## Start

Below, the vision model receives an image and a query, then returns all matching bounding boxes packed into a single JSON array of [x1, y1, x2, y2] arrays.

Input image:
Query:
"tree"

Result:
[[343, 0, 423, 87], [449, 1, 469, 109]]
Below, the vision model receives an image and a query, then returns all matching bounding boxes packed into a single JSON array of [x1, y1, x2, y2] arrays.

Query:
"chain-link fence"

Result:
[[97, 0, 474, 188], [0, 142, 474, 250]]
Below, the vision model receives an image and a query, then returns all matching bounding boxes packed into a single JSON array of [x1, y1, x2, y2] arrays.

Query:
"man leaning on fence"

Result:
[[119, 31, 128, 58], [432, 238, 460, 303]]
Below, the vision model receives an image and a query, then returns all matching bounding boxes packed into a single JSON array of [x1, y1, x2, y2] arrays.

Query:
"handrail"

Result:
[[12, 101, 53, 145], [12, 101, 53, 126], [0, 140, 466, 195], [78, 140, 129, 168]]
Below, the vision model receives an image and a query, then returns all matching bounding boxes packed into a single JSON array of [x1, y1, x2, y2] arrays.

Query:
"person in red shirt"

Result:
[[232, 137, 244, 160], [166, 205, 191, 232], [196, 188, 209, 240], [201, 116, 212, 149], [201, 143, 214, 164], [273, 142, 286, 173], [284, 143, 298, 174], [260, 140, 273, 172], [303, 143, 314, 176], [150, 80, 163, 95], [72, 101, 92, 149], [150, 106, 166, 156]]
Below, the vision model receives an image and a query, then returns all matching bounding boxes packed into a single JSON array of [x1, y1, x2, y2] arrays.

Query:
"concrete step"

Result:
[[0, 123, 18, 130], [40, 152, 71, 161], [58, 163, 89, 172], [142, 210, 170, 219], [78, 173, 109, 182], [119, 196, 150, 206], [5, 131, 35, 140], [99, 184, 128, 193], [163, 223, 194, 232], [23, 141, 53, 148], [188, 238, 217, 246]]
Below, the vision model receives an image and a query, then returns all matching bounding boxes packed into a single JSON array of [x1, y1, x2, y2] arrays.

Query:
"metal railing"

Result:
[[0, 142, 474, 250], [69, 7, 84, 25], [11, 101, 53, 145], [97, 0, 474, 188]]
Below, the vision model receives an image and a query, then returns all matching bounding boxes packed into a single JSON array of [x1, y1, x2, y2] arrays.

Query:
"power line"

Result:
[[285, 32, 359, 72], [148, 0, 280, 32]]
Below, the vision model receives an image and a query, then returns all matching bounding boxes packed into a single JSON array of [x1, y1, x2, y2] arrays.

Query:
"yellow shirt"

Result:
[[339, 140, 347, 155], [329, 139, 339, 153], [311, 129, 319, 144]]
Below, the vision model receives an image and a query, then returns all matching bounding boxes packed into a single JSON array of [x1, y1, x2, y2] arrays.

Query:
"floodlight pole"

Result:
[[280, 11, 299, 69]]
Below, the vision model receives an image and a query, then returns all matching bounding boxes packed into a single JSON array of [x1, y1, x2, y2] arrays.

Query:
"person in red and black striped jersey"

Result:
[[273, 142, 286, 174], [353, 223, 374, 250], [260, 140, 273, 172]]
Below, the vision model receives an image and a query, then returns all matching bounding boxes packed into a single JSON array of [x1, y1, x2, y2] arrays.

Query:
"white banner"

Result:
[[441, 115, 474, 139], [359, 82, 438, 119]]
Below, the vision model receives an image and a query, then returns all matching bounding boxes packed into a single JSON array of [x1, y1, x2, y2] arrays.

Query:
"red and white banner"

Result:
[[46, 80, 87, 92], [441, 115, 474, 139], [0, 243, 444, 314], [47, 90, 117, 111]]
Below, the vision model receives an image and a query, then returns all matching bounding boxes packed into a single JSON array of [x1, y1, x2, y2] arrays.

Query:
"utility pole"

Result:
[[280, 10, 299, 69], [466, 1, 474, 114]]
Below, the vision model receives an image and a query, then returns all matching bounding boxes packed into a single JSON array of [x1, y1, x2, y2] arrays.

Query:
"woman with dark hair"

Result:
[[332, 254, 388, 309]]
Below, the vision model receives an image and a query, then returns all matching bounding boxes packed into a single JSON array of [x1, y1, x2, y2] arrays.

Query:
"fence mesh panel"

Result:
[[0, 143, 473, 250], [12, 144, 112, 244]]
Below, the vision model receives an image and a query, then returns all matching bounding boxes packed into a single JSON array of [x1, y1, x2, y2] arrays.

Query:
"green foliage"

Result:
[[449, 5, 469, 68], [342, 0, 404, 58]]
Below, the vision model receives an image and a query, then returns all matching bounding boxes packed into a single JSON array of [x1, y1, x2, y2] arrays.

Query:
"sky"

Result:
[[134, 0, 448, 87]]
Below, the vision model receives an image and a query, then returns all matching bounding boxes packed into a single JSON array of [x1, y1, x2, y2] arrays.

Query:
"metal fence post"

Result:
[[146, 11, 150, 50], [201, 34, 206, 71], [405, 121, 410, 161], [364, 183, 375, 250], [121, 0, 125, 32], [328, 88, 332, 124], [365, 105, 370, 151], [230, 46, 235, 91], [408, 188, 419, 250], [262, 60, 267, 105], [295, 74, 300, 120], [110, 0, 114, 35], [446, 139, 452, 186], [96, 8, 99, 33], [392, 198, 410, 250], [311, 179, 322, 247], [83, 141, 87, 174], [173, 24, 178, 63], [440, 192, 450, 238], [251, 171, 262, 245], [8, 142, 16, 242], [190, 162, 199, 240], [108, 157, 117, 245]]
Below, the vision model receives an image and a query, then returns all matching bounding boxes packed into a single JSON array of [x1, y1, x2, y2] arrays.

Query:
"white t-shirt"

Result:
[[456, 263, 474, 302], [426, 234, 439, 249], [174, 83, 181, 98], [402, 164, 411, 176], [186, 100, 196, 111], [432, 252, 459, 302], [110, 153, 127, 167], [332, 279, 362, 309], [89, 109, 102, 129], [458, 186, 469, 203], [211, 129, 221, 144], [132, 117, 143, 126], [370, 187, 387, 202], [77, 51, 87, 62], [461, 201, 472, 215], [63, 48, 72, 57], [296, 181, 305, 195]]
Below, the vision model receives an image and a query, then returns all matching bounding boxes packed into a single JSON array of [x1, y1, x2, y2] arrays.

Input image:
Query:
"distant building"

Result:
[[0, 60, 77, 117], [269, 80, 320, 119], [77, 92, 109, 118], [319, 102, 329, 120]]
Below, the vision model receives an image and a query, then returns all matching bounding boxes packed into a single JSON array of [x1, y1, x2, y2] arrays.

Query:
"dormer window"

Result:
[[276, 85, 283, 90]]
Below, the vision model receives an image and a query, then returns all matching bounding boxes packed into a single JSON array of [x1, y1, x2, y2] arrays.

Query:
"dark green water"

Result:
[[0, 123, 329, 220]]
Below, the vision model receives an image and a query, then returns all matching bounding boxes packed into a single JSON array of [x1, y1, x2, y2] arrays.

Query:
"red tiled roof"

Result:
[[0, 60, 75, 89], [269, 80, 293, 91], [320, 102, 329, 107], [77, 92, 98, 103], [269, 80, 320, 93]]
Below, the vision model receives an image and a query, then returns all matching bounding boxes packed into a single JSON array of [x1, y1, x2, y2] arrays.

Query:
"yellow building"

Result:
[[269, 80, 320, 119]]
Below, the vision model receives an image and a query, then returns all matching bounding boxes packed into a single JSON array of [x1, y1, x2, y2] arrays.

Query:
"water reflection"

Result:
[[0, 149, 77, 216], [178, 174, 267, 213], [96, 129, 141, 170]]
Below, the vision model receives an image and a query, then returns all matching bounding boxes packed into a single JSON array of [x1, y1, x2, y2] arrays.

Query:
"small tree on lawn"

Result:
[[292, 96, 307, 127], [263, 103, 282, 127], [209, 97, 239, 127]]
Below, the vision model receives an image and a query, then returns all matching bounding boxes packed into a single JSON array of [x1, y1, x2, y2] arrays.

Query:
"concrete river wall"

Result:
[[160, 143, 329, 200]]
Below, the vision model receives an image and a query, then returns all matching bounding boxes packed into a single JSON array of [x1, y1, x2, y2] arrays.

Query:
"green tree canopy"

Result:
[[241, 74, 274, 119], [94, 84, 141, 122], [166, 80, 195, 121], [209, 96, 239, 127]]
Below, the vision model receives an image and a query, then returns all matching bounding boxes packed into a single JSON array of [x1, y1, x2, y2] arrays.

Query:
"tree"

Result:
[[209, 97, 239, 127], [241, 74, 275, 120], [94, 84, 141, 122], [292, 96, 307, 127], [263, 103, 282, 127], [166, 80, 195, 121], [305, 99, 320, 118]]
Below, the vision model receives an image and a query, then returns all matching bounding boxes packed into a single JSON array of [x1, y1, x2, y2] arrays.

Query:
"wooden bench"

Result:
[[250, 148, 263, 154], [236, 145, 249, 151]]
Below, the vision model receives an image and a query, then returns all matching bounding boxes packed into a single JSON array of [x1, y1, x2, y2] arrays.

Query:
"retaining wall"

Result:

## End

▶ [What the task asks] Reproduce everything from the start of the data down through the line containing "140, 129, 168]]", substituting "Output" for every occurrence of "Result" and leaving all else the same.

▶ [Answer in full]
Below, the vision model receives an image and a query, then returns all matching bounding boxes packed into a single JSON array of [x1, y1, x2, y2] arrays.

Input image:
Query:
"tree"

Output:
[[343, 0, 423, 87], [449, 1, 469, 109]]
Below, the vision model receives an image and a query, then returns all matching bounding boxes packed into a single JSON array of [x1, y1, x2, y2] arrays.

Query:
"chain-link fence"

Output:
[[97, 0, 474, 188], [0, 142, 474, 250]]
Below, the vision model receives an image and a query, then returns all matching bounding boxes packed into a single JSON array of [x1, y1, x2, y2] arrays.

Query:
"man leaning on fence"

Output:
[[119, 31, 128, 58], [432, 238, 460, 303]]
Below, the vision model receives an image and a query, then returns all matching bounding boxes packed into a single JSON array of [x1, y1, x2, y2] arrays.

Query:
"handrail"

Output:
[[12, 101, 53, 145], [12, 101, 53, 126], [0, 140, 466, 195], [78, 140, 129, 168]]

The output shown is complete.